Start of TASK MATERIAL

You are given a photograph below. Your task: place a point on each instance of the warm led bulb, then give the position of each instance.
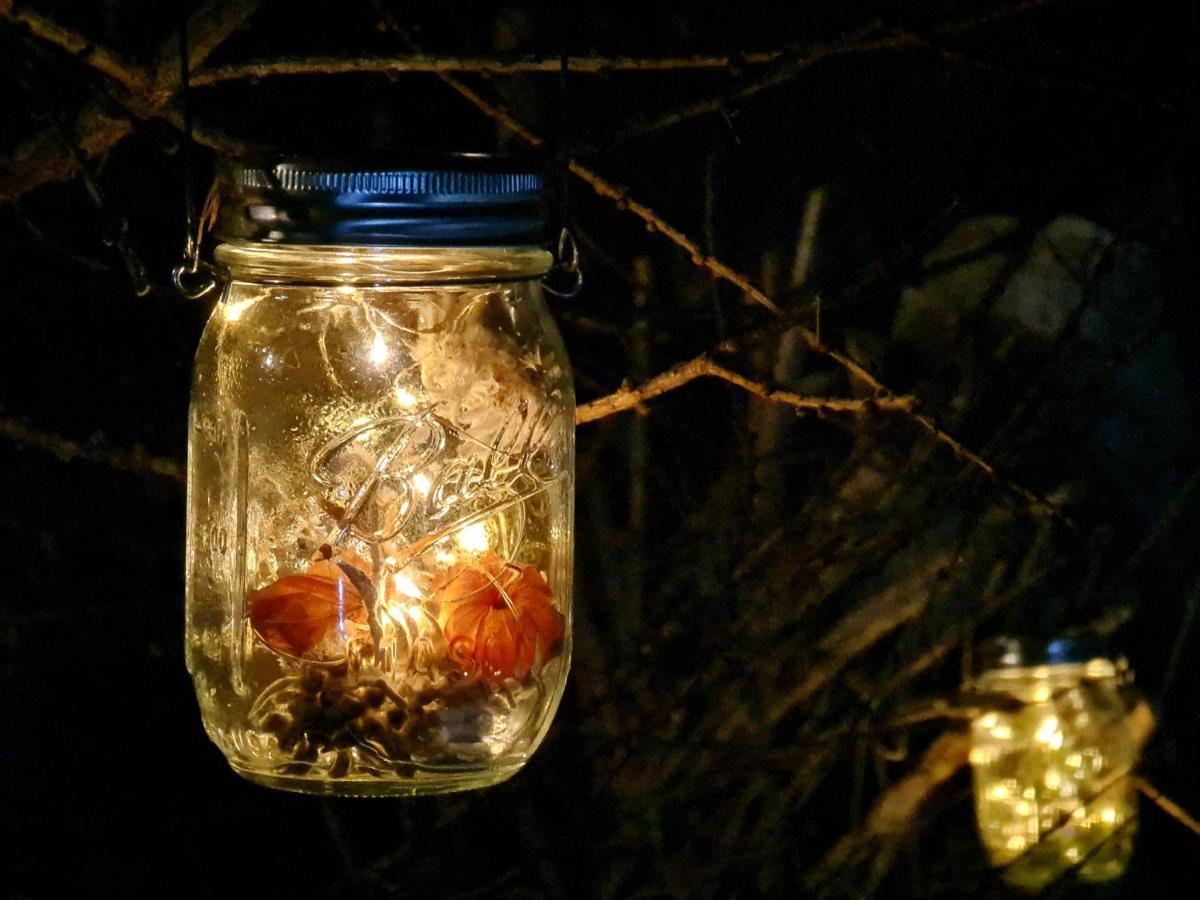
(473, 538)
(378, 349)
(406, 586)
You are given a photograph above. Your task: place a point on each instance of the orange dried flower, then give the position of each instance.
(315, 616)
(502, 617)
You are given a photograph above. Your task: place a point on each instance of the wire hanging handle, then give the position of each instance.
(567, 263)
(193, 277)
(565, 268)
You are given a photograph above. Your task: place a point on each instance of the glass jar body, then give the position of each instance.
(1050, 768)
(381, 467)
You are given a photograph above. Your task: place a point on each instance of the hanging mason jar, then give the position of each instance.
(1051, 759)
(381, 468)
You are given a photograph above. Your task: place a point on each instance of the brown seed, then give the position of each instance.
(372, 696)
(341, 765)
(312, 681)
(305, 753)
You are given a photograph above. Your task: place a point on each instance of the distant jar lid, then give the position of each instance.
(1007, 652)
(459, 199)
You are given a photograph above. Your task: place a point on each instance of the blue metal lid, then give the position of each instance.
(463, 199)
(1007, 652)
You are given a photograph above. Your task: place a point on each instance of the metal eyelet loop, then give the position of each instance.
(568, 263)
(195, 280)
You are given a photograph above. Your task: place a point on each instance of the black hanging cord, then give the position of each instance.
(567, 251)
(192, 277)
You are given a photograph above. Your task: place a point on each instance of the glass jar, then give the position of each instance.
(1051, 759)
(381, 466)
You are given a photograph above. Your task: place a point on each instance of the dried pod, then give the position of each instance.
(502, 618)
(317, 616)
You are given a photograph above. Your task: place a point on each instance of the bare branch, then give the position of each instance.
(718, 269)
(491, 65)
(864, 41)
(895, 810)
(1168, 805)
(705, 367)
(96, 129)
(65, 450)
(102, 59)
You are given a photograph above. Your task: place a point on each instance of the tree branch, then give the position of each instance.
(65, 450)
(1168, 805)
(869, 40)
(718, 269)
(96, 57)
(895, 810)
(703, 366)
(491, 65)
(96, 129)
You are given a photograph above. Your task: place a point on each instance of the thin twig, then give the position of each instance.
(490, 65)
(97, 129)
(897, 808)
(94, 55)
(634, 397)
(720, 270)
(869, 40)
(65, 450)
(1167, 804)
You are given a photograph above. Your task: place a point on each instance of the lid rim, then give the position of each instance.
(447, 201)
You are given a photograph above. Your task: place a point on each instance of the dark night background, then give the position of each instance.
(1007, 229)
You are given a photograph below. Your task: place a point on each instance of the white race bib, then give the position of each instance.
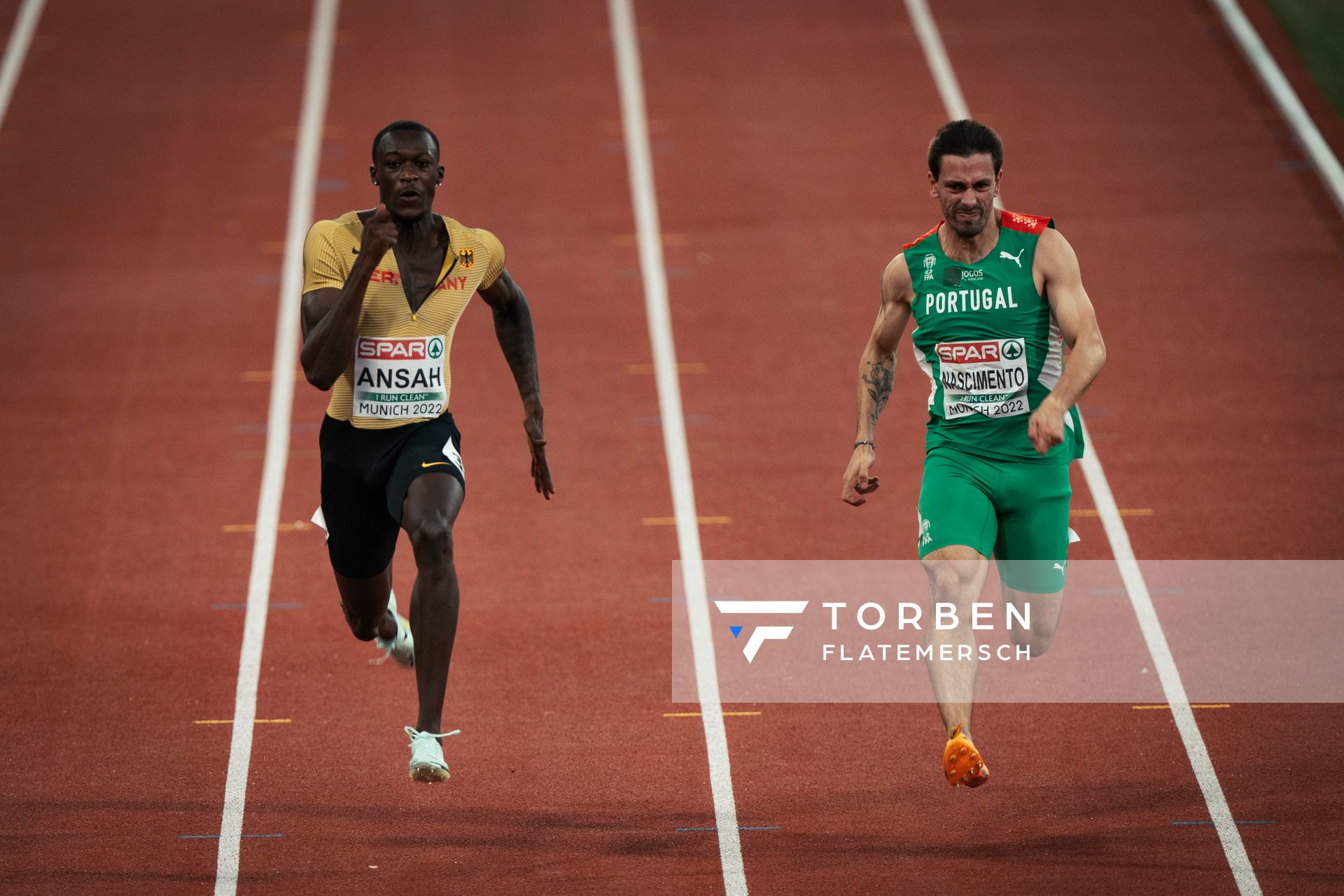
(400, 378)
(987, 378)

End of TASK MATERIAL

EXERCISE DIRECTIONS -
Each line of the data above must be reproduced as written. Skip the pictures.

SOLUTION FOR THIS TASK -
You are given a photograph below. Your task: place a point on each instance of the warm led bulb, then give the position of each instance.
(473, 538)
(378, 349)
(406, 586)
You are given a photograph above. Your task: place a point on each instance of the orange dried flower, then give the position of each instance.
(315, 616)
(502, 617)
You are given a photograph above. Your task: place a point on each instance of the wire hanging handle, then give the position of each instance.
(567, 263)
(193, 277)
(565, 268)
You are given a photograph above. Your task: place a point on each instance of the glass jar body, then give the position of each instance.
(1050, 768)
(381, 467)
You are given a photograph above. Your task: place a point on each instance of the hanging mason jar, then give the position of each instance.
(1051, 759)
(381, 468)
You are given a photograph above. Your task: place a point on each instance of the brown seed, then give the position of each instance.
(372, 696)
(341, 765)
(312, 681)
(305, 753)
You are given a photograph above. Your task: place a point on each instance of the distant jar lid, then give the position of each instance.
(1007, 652)
(459, 199)
You are given a photograph above. Your task: place a point on each instance of the blue metal lid, then give the position of each instance.
(463, 199)
(1007, 652)
You are given a photograph above. Your task: place a point on each instance of the metal eyelet loop, then give the position of each instance.
(568, 263)
(195, 280)
You are given a photograph above. Your task: place a point on each instance of the black hanging cord, then give the position of each instance.
(567, 251)
(192, 277)
You are given a photograph above. Your task: place a point on each instance of the glass jar, then give the position of each instance.
(1051, 759)
(381, 466)
You are given a photograph above. Your task: place a point on each instance of the dried pod, then give the position of each instance.
(502, 618)
(317, 616)
You are given a photograph above. Your task: place a point on each instance of the bare branch, then give the position of each instance.
(718, 269)
(491, 65)
(864, 41)
(895, 810)
(1168, 805)
(705, 367)
(96, 129)
(65, 450)
(102, 59)
You are given a photograph above. Your task: place a point on each instance of the tree branch, then give the position of each instance.
(65, 450)
(1168, 805)
(869, 40)
(718, 269)
(96, 57)
(895, 810)
(703, 366)
(491, 65)
(96, 129)
You are given a photograph above. Your task: place a point on each instance of the thin twig, then give the position of each instance.
(490, 65)
(97, 129)
(897, 808)
(94, 55)
(634, 397)
(720, 270)
(869, 40)
(65, 450)
(1167, 804)
You are given a photograph above. Your task: place a point on each instance of the lid rim, then give the position of each instance.
(447, 201)
You are given a photograph above. Your task: place a point on each instance of the dark night background, then give the position of each instance.
(1007, 229)
You are given a photograph below. Your task: place a point on each instance of the white race bib, then give the position of each instance.
(400, 378)
(987, 378)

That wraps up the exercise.